Could you reproduce the material below, switching every "negative clicks" to "exclusion clicks" and leaving everything else unchanged?
(TASK INPUT)
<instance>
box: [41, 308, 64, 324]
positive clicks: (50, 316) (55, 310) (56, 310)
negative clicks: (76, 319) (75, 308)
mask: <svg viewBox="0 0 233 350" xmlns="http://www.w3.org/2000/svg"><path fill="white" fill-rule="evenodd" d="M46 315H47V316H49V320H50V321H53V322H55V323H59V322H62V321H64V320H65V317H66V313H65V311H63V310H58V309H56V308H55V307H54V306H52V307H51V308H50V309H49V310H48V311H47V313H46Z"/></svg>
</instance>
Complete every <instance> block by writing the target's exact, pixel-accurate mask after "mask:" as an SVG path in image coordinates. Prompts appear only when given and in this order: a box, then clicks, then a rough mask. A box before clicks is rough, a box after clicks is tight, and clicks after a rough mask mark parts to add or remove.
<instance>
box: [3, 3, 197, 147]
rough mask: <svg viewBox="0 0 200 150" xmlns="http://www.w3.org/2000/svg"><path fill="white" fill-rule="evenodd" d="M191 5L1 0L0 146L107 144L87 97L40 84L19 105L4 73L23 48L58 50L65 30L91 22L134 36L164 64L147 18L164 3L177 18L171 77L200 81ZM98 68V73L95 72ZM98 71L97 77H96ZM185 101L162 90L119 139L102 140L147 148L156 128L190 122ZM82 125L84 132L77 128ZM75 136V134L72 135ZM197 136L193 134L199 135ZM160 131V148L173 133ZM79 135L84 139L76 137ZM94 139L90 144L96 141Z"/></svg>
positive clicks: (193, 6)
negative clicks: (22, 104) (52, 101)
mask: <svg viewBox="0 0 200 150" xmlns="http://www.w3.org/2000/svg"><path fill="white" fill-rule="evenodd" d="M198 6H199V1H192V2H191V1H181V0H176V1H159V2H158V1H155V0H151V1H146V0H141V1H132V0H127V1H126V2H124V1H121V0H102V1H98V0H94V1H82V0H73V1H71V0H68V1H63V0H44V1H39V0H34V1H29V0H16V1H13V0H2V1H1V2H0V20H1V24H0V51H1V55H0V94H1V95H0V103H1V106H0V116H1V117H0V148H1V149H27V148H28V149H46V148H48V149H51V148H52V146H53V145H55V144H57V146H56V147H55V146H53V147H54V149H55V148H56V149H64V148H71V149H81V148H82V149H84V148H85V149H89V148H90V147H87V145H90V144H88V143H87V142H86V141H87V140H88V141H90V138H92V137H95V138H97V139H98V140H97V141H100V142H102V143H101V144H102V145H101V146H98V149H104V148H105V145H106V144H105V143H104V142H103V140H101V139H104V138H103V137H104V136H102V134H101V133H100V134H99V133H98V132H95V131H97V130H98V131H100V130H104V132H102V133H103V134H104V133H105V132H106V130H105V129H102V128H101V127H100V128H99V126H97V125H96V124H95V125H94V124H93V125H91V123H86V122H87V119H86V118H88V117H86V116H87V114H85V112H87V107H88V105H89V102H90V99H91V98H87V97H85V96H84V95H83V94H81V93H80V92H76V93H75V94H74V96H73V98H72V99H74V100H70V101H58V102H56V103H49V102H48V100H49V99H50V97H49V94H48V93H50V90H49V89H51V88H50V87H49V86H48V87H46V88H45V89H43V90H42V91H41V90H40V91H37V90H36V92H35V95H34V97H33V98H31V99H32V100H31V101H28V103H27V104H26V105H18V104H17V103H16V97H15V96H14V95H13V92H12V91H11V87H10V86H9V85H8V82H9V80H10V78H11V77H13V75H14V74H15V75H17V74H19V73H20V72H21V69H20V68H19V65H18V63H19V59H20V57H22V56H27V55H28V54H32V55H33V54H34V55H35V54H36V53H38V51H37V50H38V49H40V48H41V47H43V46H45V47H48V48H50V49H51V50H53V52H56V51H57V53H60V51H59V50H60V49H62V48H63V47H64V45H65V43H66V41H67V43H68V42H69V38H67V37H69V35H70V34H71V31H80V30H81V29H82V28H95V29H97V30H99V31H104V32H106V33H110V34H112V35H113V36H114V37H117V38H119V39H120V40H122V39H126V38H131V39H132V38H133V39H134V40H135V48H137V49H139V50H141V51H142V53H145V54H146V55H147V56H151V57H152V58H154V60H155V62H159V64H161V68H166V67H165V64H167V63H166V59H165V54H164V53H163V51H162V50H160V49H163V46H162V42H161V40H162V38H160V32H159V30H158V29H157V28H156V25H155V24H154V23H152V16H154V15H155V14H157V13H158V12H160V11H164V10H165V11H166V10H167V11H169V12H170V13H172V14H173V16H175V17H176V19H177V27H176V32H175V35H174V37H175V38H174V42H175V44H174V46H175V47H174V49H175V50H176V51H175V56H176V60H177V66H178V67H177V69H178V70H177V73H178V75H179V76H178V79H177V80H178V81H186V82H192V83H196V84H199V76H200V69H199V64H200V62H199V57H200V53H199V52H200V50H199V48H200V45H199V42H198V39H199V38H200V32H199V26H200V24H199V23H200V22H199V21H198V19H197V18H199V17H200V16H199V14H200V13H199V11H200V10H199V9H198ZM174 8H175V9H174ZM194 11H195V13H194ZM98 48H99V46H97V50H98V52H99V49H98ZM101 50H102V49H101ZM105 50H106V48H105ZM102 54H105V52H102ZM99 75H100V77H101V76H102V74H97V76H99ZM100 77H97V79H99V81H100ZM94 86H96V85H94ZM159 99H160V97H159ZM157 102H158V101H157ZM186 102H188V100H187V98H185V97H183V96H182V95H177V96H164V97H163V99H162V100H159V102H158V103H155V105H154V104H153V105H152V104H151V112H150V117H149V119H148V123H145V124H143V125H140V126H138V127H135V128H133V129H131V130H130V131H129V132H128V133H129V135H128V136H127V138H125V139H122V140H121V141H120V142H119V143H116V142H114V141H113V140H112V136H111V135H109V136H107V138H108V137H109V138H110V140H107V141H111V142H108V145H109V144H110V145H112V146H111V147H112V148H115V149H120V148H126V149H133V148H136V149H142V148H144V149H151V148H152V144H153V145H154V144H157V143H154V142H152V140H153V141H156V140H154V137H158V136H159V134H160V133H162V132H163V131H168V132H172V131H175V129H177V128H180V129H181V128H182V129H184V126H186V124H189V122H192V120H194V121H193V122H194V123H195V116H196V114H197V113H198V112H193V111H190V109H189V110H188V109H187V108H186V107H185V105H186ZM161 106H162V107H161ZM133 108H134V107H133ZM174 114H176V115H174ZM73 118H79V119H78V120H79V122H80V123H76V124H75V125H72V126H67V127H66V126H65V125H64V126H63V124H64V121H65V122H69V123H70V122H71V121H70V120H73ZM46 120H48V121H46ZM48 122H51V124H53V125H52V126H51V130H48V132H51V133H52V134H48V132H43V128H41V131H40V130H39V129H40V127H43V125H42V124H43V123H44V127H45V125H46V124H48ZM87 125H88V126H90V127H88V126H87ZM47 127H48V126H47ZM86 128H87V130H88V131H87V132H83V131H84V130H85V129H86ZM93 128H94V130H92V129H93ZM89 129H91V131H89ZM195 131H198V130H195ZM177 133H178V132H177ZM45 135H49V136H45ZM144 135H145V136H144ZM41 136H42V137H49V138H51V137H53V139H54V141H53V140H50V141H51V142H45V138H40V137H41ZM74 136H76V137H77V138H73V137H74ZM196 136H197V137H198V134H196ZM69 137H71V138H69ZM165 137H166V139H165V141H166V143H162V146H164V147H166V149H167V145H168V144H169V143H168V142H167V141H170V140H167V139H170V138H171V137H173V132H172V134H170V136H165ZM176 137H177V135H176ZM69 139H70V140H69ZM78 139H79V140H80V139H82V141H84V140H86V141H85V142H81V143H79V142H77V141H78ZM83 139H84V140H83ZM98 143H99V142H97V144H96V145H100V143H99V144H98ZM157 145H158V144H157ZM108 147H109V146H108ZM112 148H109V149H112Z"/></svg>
(End TASK INPUT)
THE ANSWER
<instance>
box: [41, 308, 64, 324]
positive clicks: (50, 316) (55, 310) (56, 310)
exclusion clicks: (76, 319) (75, 308)
mask: <svg viewBox="0 0 233 350" xmlns="http://www.w3.org/2000/svg"><path fill="white" fill-rule="evenodd" d="M46 315H47V316H49V320H50V321H53V322H55V323H59V322H62V321H64V320H65V317H66V313H65V311H63V310H58V309H56V308H55V307H54V306H52V307H51V308H50V309H49V310H48V311H47V313H46Z"/></svg>
</instance>
Complete every <instance> block by writing the target's exact, pixel-accurate mask after "mask:" as an SVG path in image coordinates. Prompts appear only when given and in this order: a box, then clicks, then a rough mask. A box before clicks is rough, a box after clicks is tight, and clicks after a rough mask mark parts to add or remove.
<instance>
box: [3, 3, 197, 147]
rough mask: <svg viewBox="0 0 200 150" xmlns="http://www.w3.org/2000/svg"><path fill="white" fill-rule="evenodd" d="M191 5L1 0L0 146L107 144L87 97L40 84L19 105L4 73L23 48L58 50L65 30L91 22L134 36L164 64L147 18L164 3L177 18L171 77L200 81ZM98 68V73L95 72ZM98 71L97 77H96ZM185 101L162 90L119 139L102 140L147 148L156 128L190 122ZM82 125L84 132L77 128ZM75 136V134L72 135ZM197 136L193 134L199 135ZM160 131V148L173 133ZM79 135L84 139L76 137ZM94 139L90 144L96 141Z"/></svg>
positive clicks: (193, 6)
exclusion clicks: (22, 104) (52, 101)
mask: <svg viewBox="0 0 200 150" xmlns="http://www.w3.org/2000/svg"><path fill="white" fill-rule="evenodd" d="M198 6H199V1H192V2H191V1H181V0H176V1H159V2H158V1H155V0H151V1H146V0H141V1H132V0H127V1H126V2H124V1H121V0H102V1H98V0H94V1H82V0H73V1H71V0H68V1H63V0H44V1H39V0H34V1H29V0H16V1H13V0H2V1H1V2H0V20H1V24H0V51H1V55H0V94H1V95H0V103H1V106H0V116H1V117H0V148H1V149H27V148H28V149H46V148H48V149H51V148H52V146H53V145H55V144H57V146H56V147H55V146H53V147H54V149H55V148H56V149H64V148H71V149H81V148H82V149H84V148H85V149H89V148H90V147H87V145H90V144H88V143H87V142H86V141H87V140H88V141H90V138H92V137H95V138H97V139H98V140H97V141H100V142H102V143H101V144H102V145H101V146H98V149H104V148H105V145H106V144H105V143H104V142H103V140H101V139H104V138H103V137H104V136H102V134H101V133H100V134H99V133H98V132H95V131H97V130H98V131H100V130H104V132H102V133H103V134H104V133H105V132H106V130H105V129H102V128H101V127H100V128H99V126H97V125H96V124H95V125H94V124H93V125H91V123H86V122H87V119H86V118H88V117H86V116H87V114H85V112H87V107H88V105H89V102H90V99H91V98H87V97H85V96H84V95H83V94H81V93H80V92H76V93H75V94H74V96H73V98H72V99H74V100H70V101H58V102H56V103H49V102H48V100H49V99H50V97H49V94H48V93H50V90H49V89H51V88H50V87H49V86H48V87H46V88H45V89H43V90H42V91H41V90H40V91H37V90H36V92H35V95H34V97H33V98H31V99H32V100H31V101H28V103H27V104H26V105H18V104H17V103H16V97H15V96H14V95H13V92H12V91H11V87H10V86H9V85H8V82H9V80H10V78H11V77H13V75H14V74H15V75H17V74H19V73H20V72H21V69H20V68H19V65H18V63H19V59H20V57H22V56H27V55H28V54H32V55H33V54H34V55H35V54H36V53H38V51H37V50H38V49H40V48H41V47H43V46H45V47H48V48H50V49H51V50H53V52H56V51H57V53H60V51H59V50H60V49H62V48H63V47H64V45H65V43H66V41H67V43H68V42H69V38H67V37H69V35H70V34H71V31H80V30H81V29H82V28H95V29H97V30H99V31H104V32H106V33H110V34H112V35H113V36H114V37H117V38H119V39H120V40H122V39H126V38H131V39H132V38H133V39H134V40H135V48H137V49H139V50H141V51H142V53H145V54H146V55H147V56H151V57H152V58H154V60H155V62H159V64H161V68H166V67H165V64H167V63H166V59H165V54H164V53H163V51H162V50H160V49H163V46H162V42H161V40H162V38H160V32H159V30H158V29H157V28H156V25H155V24H154V23H152V16H154V15H155V14H157V13H158V12H160V11H164V10H165V11H166V10H167V11H169V12H170V13H172V14H173V16H175V17H176V19H177V27H176V32H175V35H174V37H175V38H174V42H175V44H174V46H175V47H174V49H175V50H176V51H175V56H176V60H177V66H178V67H177V69H178V70H177V73H178V75H179V76H178V79H177V80H178V81H186V82H192V83H196V84H199V76H200V69H199V64H200V62H199V57H200V53H199V52H200V50H199V48H200V45H199V42H198V39H199V38H200V32H199V26H200V24H199V23H200V22H199V21H198V19H197V18H199V17H200V16H199V14H200V13H199V11H200V10H199V9H198ZM174 8H175V9H174ZM194 11H195V13H194ZM98 48H99V46H97V50H98V52H99V49H98ZM101 50H102V49H101ZM105 50H106V48H105ZM102 54H105V52H102ZM99 75H100V77H101V76H102V74H97V76H99ZM100 77H97V79H99V81H100ZM94 86H96V85H94ZM159 99H160V97H159ZM157 102H158V101H157ZM186 102H188V100H187V98H185V97H183V96H182V95H177V96H164V97H163V99H162V100H159V102H158V103H155V105H154V104H153V105H152V104H151V112H150V117H149V119H148V123H145V124H143V125H140V126H138V127H135V128H133V129H131V130H130V131H129V132H128V133H129V135H128V136H127V138H125V139H122V140H121V141H120V142H119V143H116V142H114V141H113V140H112V136H111V135H109V136H107V138H108V137H109V138H110V140H107V141H111V142H108V145H109V144H110V145H112V146H111V147H112V148H115V149H120V148H126V149H133V148H136V149H142V148H144V149H151V148H152V144H153V145H154V144H157V143H154V142H152V140H153V141H156V140H154V137H158V136H159V134H160V133H162V132H163V131H168V132H172V131H175V129H177V128H180V129H181V128H182V129H184V126H186V124H189V122H192V120H194V121H193V122H194V123H195V116H196V114H197V113H198V112H193V111H190V109H189V110H188V109H187V108H186V107H185V105H186ZM161 106H162V107H161ZM133 108H134V107H133ZM174 114H176V115H174ZM73 118H79V119H78V120H79V122H80V123H76V124H75V125H72V126H67V127H66V126H65V125H64V126H63V124H64V121H65V122H69V123H70V122H71V121H70V120H73ZM46 120H48V121H46ZM48 122H51V124H53V125H52V126H51V130H48V132H51V133H52V134H48V132H43V128H41V131H40V130H39V129H40V127H43V125H42V124H43V123H44V127H45V125H46V124H48ZM87 125H88V126H90V127H88V126H87ZM47 127H48V126H47ZM86 128H87V130H88V131H87V132H83V131H84V130H85V129H86ZM93 128H94V130H92V129H93ZM89 129H91V131H89ZM195 131H198V130H195ZM177 133H178V132H177ZM45 135H49V136H45ZM144 135H145V136H144ZM41 136H42V137H49V138H51V137H53V139H54V141H53V140H50V141H51V142H45V138H40V137H41ZM74 136H76V137H77V138H73V137H74ZM196 136H197V137H198V134H196ZM69 137H71V138H69ZM165 137H166V139H165V141H166V143H162V146H164V147H166V149H167V145H168V144H169V143H168V142H167V141H170V140H167V139H170V138H171V137H173V132H172V134H170V136H165ZM176 137H177V135H176ZM69 139H70V140H69ZM78 139H79V140H80V139H82V141H84V140H86V141H85V142H81V143H79V142H77V141H78ZM83 139H84V140H83ZM98 143H99V142H97V144H96V145H100V143H99V144H98ZM157 145H158V144H157ZM108 147H109V146H108ZM112 148H109V149H112Z"/></svg>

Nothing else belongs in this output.